Collected data entries:
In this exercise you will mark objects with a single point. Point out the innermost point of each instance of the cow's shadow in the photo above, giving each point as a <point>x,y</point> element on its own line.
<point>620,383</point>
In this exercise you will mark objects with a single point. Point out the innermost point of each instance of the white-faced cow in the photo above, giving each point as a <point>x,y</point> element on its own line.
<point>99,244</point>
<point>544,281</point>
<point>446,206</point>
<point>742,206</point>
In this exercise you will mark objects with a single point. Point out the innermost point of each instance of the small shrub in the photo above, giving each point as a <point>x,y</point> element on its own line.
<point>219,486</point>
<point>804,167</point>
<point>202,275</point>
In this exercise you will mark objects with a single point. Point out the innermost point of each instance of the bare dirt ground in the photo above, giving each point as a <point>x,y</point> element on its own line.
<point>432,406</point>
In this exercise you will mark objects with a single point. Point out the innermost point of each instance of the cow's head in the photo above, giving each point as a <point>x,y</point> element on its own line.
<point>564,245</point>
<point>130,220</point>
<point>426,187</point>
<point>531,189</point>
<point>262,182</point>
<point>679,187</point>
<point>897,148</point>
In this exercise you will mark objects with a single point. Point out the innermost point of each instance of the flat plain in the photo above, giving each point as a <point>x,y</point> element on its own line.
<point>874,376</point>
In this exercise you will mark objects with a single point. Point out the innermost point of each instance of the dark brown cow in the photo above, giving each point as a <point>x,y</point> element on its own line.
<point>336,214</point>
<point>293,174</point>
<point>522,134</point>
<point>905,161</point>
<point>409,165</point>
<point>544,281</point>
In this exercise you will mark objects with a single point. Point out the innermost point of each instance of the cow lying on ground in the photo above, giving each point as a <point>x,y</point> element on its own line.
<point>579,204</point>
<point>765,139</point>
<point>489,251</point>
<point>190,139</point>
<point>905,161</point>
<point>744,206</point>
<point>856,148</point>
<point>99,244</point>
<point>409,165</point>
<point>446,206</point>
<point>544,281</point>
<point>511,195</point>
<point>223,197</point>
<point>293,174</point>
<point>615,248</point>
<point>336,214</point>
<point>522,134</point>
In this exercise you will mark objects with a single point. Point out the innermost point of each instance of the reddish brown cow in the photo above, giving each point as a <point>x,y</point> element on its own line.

--- Given request ---
Extract every line of the records above, keeping each one unchanged down to the last character.

--- Answer ---
In this exercise you will mark objects with a single point. Point out the innermost point of each instance of the cow's shadow in the photo above, giving each point as a <point>x,y</point> element on its own line.
<point>620,383</point>
In this exercise you will mark objects with a single point. Point out the innermost point of each instance of the white-faced cow in the photo above, giving each point as a <point>x,y</point> element on its own line.
<point>99,244</point>
<point>544,281</point>
<point>446,206</point>
<point>742,206</point>
In this exercise you will mark objects with a single point. Point out the innermost point of each instance of the small shrub in the photo above, giving each point as a <point>x,y</point> element on its own line.
<point>219,486</point>
<point>804,167</point>
<point>202,275</point>
In this exercise you will mark objects with a single point. Point out the innermost point of each instance of the bare dirt ground in the photo above, giving each point as a <point>x,y</point> element on its own line.
<point>432,406</point>
In this exercise you will mark objects with a single point. Point out the innermost point of each instance of the cow's head in the photo above, giving each point as a <point>x,y</point> element on its own line.
<point>564,245</point>
<point>130,220</point>
<point>426,187</point>
<point>531,189</point>
<point>262,182</point>
<point>679,187</point>
<point>897,148</point>
In this exercise you will mark objects with a single point. Point out the innermost point of each instance of the flat plain in the photo above, giving each point as a <point>x,y</point> element on its own line.
<point>874,376</point>
In this exercise you will mark objects with a single point. Point out the innermost point of each instance of the dark brown cow in the photo above, giving each point as a <point>x,y</point> element on its own line.
<point>336,214</point>
<point>293,174</point>
<point>522,134</point>
<point>905,161</point>
<point>409,165</point>
<point>544,281</point>
In this exercise you will mark objects with a single point. Point out the innermost point of each instance of the cow lying on ground in the photo above, giving each point as a <point>x,y</point> element on its own line.
<point>579,204</point>
<point>765,139</point>
<point>489,251</point>
<point>190,139</point>
<point>905,161</point>
<point>744,206</point>
<point>856,148</point>
<point>99,244</point>
<point>409,165</point>
<point>446,206</point>
<point>544,281</point>
<point>511,195</point>
<point>223,197</point>
<point>293,174</point>
<point>615,248</point>
<point>336,214</point>
<point>522,134</point>
In this exercise you will mark objects with a single point. Point out the innermost point of each instance of the reddish brown cow in the photo above, giving each point as a <point>x,y</point> element on its own line.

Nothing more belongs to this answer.